TESTO DA ANALIZZARE:
:::
Programma della conferenza

Sessione
Sessione 5 - Panel 2: Culture digitali
Ora:
Venerdì, 23.06.2023:
15:00 - 17:00

Chair di sessione: Francesca Pasquali
Luogo, sala: Aula 18

Secondo piano, Dipartimento di Scienze Politiche Palazzo Del Prete, P.zza Cesare Battisti 1

Presentazioni

In principio fu Gemmadelsud: vent'anni di web partecipativo in Italia attraverso le star del ridicolo

Stefano Brilli

Università degli Studi di Urbino Carlo Bo, Italia

La messa in ridicolo dell’altro è una parte integrante del comportamento sociale degli esseri umani, tesa fra la sua funzione socio-positiva di aggregazione del gruppo che ride e la sua funzione socio-negativa di esclusione del soggetto deriso (Berger 1997, Meyer 2000). Nell’attuale panorama socio-mediale l’oggetto del ridicolo acquisisce però una peculiare centralità, laddove esso costituisce uno dei più frequenti centri di convergenza dell’attenzione dei pubblici.

Sin dai primi sviluppi delle culture partecipative online, lo scherno è stato un importante propulsore della circolazione dei contenuti digitali. L’evoluzione della semantica della celebrità che ha accompagnato il web 2.0 è intimamente legata a processi di dileggio connessi (Brilli 2023). Fenomeni virali ormai classici attorno a cui si è costruita la nozione stessa di “viralità” hanno dimostrato come la propagazione digitale sia spesso legata a un atteggiamento canzonatorio (Shifman 2014).
:::
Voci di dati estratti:
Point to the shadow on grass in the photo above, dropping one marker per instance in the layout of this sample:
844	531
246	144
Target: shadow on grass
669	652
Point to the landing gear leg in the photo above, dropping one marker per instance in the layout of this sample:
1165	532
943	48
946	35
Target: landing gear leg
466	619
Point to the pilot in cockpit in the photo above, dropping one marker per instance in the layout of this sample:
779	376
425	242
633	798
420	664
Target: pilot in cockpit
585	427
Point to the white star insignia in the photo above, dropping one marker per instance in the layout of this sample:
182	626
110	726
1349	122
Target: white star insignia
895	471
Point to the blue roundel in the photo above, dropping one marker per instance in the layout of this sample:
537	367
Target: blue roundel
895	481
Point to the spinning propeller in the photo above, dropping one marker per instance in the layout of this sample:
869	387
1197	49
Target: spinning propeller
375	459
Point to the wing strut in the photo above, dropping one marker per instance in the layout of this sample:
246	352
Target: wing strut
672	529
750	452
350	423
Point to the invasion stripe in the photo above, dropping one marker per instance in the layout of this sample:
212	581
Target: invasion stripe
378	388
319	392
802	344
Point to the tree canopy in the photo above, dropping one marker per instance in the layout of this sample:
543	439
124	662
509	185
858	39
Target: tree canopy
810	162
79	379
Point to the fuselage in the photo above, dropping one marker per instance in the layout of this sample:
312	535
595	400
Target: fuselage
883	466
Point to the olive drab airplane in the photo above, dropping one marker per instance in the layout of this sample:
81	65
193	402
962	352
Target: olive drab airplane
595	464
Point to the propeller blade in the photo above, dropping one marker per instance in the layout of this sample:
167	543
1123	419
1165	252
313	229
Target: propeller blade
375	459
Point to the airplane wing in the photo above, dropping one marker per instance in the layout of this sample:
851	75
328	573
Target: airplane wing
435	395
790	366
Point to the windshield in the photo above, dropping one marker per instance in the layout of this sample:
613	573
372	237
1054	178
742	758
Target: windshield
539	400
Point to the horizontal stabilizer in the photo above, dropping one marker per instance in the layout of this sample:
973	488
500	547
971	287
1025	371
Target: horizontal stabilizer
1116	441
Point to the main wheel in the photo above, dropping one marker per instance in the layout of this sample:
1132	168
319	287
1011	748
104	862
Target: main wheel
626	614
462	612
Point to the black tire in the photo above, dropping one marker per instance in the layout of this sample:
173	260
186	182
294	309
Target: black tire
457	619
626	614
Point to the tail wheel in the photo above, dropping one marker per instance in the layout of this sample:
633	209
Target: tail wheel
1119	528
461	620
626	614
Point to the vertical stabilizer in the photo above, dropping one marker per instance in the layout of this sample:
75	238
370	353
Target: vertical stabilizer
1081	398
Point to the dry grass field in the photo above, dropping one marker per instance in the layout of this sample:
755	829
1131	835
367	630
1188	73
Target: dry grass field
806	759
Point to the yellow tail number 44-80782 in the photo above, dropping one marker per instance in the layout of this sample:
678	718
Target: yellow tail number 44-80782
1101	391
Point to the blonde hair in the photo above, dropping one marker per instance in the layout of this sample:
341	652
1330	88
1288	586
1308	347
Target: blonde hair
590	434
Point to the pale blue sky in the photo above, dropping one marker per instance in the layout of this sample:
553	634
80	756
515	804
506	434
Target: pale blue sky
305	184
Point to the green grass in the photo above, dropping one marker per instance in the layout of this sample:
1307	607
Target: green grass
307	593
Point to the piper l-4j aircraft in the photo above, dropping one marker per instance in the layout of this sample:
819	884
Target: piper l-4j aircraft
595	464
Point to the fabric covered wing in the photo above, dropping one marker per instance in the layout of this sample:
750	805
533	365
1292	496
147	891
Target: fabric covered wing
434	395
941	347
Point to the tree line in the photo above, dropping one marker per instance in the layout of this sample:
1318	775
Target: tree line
:::
COMPITI ED ESERCIZI:
a: Secondo il programma della conferenza, chi presiede la sessione sulle culture digitali?
b: Trascrivi dal programma della conferenza il passo che va da "Stefano Brilli" fino a "dell’attenzione dei pubblici." compreso.

RISULTATI:
a: Francesca Pasquali.

b:
Stefano Brilli

Università degli Studi di Urbino Carlo Bo, Italia

La messa in ridicolo dell’altro è una parte integrante del comportamento sociale degli esseri umani, tesa fra la sua funzione socio-positiva di aggregazione del gruppo che ride e la sua funzione socio-negativa di esclusione del soggetto deriso (Berger 1997, Meyer 2000). Nell’attuale panorama socio-mediale l’oggetto del ridicolo acquisisce però una peculiare centralità, laddove esso costituisce uno dei più frequenti centri di convergenza dell’attenzione dei pubblici.